A run of records:
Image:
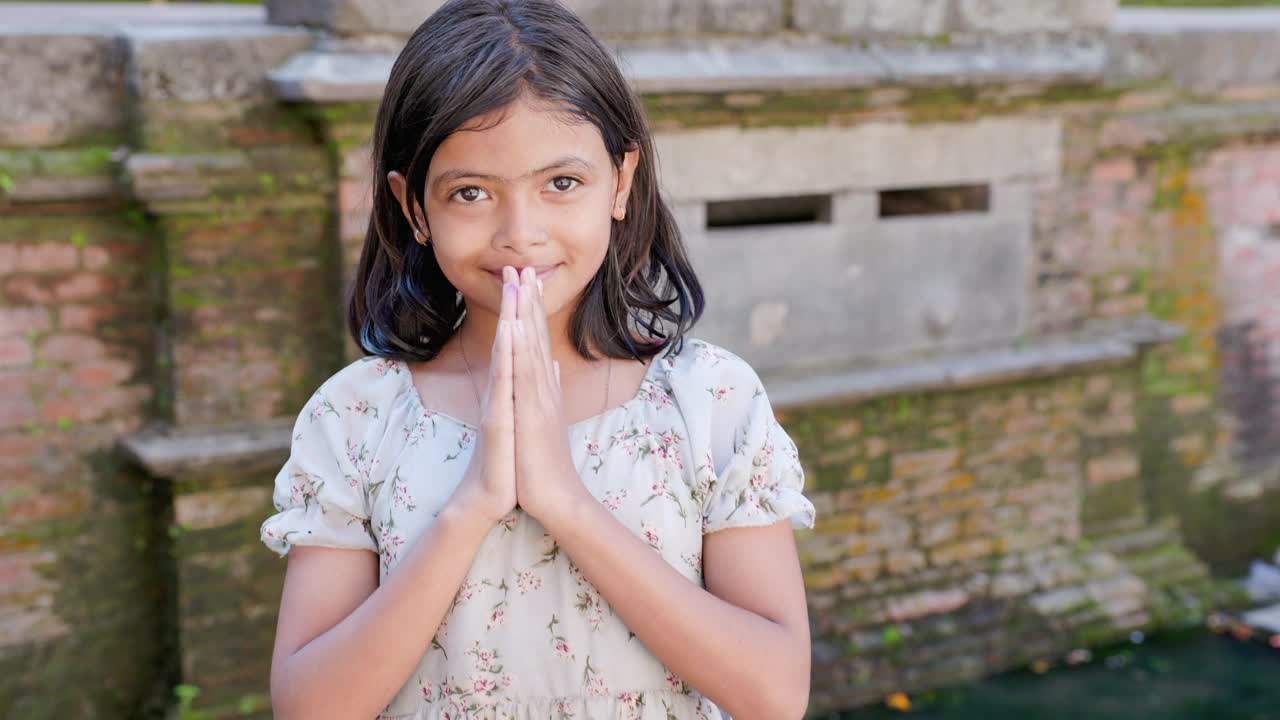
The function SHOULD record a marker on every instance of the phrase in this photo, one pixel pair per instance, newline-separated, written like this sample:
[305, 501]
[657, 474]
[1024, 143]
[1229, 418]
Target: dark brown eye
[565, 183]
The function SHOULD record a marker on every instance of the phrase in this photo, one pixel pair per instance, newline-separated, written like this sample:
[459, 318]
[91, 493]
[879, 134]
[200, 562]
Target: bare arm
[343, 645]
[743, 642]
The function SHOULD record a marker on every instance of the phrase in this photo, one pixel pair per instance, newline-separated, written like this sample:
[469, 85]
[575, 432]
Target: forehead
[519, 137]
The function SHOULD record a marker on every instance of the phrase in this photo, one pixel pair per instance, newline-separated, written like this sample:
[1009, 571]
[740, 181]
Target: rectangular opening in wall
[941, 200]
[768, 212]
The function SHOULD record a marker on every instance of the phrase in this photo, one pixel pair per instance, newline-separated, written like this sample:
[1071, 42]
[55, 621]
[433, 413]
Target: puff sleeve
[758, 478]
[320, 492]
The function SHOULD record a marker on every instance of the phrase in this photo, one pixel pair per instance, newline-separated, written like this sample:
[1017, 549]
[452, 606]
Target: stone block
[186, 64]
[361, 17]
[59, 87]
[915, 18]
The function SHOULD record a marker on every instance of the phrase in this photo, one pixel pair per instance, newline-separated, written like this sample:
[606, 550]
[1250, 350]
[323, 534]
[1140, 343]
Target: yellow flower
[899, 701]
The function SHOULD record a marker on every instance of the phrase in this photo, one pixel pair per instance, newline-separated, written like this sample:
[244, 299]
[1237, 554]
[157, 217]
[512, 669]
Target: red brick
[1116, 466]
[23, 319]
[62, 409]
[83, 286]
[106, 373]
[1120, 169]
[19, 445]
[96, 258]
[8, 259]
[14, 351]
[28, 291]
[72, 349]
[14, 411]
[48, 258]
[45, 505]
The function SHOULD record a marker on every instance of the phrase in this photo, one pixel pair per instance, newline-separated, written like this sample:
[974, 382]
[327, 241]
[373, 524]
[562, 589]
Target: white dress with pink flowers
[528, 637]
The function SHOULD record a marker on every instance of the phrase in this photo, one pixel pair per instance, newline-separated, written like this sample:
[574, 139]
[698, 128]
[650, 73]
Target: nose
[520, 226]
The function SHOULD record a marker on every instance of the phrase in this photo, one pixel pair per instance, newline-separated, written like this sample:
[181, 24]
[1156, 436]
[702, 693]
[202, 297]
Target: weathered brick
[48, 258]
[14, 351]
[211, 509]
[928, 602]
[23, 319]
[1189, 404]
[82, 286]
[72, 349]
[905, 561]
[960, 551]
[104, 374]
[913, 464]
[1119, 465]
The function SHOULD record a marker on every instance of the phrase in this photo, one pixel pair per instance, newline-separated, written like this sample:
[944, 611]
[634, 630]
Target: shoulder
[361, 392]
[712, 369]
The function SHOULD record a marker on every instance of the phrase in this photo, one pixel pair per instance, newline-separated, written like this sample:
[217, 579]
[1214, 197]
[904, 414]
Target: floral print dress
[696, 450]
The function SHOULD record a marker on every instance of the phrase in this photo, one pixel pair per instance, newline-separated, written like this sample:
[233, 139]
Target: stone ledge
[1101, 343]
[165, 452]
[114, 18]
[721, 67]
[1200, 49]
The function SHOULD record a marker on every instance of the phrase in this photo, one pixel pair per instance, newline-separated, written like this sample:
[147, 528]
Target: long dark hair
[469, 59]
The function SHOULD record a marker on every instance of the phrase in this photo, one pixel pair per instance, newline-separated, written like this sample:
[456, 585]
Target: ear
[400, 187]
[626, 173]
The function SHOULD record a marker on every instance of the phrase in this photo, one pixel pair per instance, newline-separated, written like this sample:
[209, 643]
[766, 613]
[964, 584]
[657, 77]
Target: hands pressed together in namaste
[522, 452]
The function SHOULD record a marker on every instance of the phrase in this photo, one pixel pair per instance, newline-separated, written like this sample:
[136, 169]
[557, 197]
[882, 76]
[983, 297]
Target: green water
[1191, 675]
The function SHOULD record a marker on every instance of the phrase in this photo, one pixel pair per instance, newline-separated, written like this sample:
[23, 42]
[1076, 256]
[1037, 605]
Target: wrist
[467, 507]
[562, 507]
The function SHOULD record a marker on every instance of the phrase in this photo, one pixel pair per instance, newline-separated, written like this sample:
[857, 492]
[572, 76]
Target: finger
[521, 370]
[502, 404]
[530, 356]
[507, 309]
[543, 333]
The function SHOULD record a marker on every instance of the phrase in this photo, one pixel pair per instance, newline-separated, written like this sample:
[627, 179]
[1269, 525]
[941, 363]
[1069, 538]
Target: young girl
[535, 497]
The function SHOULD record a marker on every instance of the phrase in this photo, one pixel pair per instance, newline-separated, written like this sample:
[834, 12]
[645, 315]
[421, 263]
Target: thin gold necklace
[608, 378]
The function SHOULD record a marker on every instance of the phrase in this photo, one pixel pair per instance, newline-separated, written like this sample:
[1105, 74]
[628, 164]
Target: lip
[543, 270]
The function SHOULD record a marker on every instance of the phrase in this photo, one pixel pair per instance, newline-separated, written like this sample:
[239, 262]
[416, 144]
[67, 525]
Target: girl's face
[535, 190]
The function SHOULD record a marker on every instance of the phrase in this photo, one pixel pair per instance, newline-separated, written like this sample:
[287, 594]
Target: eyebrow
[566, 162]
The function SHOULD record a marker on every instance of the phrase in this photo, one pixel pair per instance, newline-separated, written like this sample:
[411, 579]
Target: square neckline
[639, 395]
---
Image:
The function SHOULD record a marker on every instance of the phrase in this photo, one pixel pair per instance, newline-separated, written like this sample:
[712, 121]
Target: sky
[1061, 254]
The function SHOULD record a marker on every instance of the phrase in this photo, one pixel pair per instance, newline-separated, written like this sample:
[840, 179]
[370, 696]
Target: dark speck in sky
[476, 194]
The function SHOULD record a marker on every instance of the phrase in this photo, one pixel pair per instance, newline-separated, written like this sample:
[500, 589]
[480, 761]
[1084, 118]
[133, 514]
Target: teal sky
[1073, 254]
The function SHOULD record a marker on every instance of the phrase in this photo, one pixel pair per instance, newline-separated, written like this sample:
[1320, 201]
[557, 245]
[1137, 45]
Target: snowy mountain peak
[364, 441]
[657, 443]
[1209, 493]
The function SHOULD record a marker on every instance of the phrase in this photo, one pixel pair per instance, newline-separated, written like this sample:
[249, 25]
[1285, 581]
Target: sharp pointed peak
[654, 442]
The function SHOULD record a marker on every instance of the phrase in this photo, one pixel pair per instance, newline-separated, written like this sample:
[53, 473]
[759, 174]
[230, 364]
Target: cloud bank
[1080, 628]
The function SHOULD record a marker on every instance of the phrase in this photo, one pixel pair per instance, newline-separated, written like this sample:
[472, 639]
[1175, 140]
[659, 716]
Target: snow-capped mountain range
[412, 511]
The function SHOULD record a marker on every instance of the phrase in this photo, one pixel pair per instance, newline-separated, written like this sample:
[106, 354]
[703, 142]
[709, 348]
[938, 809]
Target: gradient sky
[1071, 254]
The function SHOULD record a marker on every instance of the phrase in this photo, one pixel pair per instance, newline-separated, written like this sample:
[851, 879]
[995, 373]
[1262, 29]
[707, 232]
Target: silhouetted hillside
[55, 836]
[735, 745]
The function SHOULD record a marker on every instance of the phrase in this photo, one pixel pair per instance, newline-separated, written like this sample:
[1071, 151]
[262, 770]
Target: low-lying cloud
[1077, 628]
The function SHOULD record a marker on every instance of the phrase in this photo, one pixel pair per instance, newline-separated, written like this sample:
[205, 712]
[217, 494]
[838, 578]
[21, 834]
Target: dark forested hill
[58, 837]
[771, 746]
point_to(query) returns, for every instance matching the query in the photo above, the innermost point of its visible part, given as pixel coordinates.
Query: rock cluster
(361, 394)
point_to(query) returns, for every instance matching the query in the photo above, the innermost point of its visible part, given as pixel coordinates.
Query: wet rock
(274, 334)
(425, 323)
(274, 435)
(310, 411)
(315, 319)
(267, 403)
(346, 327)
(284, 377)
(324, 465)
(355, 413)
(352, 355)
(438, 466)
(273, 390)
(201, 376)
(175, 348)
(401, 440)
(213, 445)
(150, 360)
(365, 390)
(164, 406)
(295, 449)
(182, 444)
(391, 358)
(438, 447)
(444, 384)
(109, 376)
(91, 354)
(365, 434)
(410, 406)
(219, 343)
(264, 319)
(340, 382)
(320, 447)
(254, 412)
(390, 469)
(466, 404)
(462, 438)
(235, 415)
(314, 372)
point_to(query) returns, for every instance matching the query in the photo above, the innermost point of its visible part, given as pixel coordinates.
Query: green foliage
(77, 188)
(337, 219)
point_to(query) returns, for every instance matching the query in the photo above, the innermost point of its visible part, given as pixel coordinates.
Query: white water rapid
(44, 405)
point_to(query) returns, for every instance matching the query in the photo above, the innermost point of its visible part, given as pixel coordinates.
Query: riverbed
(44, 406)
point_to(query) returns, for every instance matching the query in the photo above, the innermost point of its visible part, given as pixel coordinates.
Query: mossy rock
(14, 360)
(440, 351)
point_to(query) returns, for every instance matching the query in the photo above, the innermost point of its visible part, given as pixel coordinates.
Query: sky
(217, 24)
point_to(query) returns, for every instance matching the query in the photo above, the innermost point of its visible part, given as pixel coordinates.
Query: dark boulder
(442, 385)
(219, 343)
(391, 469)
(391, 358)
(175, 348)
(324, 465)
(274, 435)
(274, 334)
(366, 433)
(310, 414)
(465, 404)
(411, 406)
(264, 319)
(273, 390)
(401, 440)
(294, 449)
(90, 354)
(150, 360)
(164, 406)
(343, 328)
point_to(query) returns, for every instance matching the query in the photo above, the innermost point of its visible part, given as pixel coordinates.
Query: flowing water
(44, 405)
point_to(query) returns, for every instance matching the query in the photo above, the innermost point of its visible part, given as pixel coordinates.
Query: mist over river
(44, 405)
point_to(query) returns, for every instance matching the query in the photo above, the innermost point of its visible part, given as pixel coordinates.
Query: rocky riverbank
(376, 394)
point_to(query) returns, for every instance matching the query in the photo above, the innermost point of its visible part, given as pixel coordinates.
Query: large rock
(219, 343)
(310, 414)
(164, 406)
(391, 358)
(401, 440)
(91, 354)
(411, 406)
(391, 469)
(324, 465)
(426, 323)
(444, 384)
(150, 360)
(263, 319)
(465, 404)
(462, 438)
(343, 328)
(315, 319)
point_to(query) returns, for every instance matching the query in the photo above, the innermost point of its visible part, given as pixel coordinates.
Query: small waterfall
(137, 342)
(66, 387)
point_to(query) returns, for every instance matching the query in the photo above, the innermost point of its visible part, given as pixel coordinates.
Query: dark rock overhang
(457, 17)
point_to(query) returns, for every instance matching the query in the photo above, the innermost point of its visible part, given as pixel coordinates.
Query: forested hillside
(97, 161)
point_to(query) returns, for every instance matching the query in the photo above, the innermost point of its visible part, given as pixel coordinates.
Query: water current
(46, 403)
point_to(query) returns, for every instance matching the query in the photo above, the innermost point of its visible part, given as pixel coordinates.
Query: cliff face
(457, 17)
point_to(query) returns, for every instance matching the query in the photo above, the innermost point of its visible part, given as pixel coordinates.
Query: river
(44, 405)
* * *
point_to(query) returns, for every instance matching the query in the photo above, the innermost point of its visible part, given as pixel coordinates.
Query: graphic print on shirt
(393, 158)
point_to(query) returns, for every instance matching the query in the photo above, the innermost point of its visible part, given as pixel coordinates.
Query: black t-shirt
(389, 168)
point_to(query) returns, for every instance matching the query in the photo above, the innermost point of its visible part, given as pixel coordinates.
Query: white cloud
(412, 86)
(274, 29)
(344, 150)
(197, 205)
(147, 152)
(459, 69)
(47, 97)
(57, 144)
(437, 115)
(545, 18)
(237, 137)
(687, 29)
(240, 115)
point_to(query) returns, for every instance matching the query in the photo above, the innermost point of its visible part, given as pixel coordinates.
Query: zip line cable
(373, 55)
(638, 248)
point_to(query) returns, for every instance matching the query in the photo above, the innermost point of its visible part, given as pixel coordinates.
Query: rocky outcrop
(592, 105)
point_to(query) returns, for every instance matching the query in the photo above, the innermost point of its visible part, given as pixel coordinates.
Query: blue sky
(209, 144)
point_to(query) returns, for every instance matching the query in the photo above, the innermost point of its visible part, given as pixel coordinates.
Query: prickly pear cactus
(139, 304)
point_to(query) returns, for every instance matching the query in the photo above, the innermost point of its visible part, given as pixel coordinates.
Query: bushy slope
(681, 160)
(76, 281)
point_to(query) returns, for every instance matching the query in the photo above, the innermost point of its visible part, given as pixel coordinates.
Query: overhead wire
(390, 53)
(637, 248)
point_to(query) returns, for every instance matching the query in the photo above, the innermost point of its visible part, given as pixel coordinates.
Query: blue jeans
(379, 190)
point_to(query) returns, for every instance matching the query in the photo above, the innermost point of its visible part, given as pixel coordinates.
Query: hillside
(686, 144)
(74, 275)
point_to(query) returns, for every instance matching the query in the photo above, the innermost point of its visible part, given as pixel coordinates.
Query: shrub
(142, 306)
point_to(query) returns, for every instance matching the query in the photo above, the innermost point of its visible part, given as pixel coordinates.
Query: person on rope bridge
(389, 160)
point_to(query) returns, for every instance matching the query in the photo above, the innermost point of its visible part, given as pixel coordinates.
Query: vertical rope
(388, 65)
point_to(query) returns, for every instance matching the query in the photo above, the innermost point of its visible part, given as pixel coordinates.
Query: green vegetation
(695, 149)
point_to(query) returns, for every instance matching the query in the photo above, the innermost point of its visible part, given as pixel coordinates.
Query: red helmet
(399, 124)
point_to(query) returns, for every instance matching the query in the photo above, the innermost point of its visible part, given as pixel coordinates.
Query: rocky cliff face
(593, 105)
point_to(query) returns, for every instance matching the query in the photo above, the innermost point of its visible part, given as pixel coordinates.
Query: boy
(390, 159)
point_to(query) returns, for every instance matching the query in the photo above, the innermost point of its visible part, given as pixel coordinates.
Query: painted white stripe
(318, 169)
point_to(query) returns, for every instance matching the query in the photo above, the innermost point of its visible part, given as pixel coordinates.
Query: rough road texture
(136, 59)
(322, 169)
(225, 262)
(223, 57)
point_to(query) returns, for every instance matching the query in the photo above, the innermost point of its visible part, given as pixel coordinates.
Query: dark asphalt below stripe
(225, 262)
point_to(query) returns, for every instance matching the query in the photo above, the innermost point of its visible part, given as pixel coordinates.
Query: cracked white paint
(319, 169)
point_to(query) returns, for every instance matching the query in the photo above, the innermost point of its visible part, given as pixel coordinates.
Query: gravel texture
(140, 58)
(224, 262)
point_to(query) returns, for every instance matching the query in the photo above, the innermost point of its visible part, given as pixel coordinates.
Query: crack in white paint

Exercise prompt ▸ Extract every line of the records above that contains the word "dress", treating uppercase and lowercase as distinct.

Expected answer ▸
Target: white dress with pink flowers
Target: floral print dress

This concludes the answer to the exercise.